■ Exercise requirements ■
Arrange the listing below as a numbered list, leaving out any blank lines.

■ Raw records ■

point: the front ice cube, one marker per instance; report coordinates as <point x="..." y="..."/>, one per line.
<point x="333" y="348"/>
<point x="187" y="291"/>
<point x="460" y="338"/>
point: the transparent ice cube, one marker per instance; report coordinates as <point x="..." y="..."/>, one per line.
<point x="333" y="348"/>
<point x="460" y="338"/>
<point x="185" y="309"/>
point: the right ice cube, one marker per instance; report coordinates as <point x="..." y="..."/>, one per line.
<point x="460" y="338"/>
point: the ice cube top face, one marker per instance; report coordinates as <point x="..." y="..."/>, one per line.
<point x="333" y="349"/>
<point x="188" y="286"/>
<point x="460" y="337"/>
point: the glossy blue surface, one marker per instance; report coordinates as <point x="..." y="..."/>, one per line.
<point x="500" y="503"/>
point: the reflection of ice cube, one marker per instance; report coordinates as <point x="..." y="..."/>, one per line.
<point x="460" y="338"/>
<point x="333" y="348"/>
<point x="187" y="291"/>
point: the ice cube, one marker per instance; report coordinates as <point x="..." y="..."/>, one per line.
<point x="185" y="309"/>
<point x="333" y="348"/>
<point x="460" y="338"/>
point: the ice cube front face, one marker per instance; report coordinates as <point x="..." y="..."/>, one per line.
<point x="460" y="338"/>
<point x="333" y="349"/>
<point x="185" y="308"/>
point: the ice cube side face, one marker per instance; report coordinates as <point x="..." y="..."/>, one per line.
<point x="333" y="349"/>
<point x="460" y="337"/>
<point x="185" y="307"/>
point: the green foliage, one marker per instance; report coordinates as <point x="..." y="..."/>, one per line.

■ The completed task ■
1. point: the front ice cube, one marker per instance; report coordinates as <point x="..." y="..."/>, one per line.
2. <point x="333" y="348"/>
3. <point x="187" y="291"/>
4. <point x="460" y="338"/>
5. point: the transparent ice cube, one marker per instance; report coordinates as <point x="..." y="..."/>, one per line.
6. <point x="333" y="348"/>
7. <point x="460" y="338"/>
8. <point x="185" y="309"/>
9. point: the right ice cube, one marker per instance; report coordinates as <point x="..." y="..."/>, one per line.
10. <point x="460" y="338"/>
11. point: the ice cube top face, one marker per instance; report coordinates as <point x="..." y="..."/>, one per line.
12. <point x="333" y="349"/>
13. <point x="188" y="286"/>
14. <point x="460" y="337"/>
15. point: the glossy blue surface, one marker per instance; report coordinates as <point x="..." y="..."/>, one per line.
16. <point x="500" y="503"/>
17. point: the reflection of ice cube, one marker per instance; report coordinates as <point x="..." y="..."/>, one per line.
18. <point x="460" y="338"/>
19. <point x="333" y="348"/>
20. <point x="187" y="291"/>
21. point: the ice cube, one marker per instance; report coordinates as <point x="..." y="..."/>, one per line.
22. <point x="185" y="309"/>
23. <point x="333" y="348"/>
24. <point x="460" y="338"/>
25. point: the ice cube front face, one marker per instance; report coordinates as <point x="..." y="..."/>, one per line.
26. <point x="460" y="338"/>
27. <point x="333" y="349"/>
28. <point x="185" y="308"/>
29. point: the ice cube side face, one marker per instance; report coordinates as <point x="..." y="..."/>, one per line.
30. <point x="333" y="349"/>
31. <point x="460" y="337"/>
32. <point x="185" y="307"/>
33. point: the green foliage, one marker per instance; report coordinates as <point x="..." y="..."/>, one per line.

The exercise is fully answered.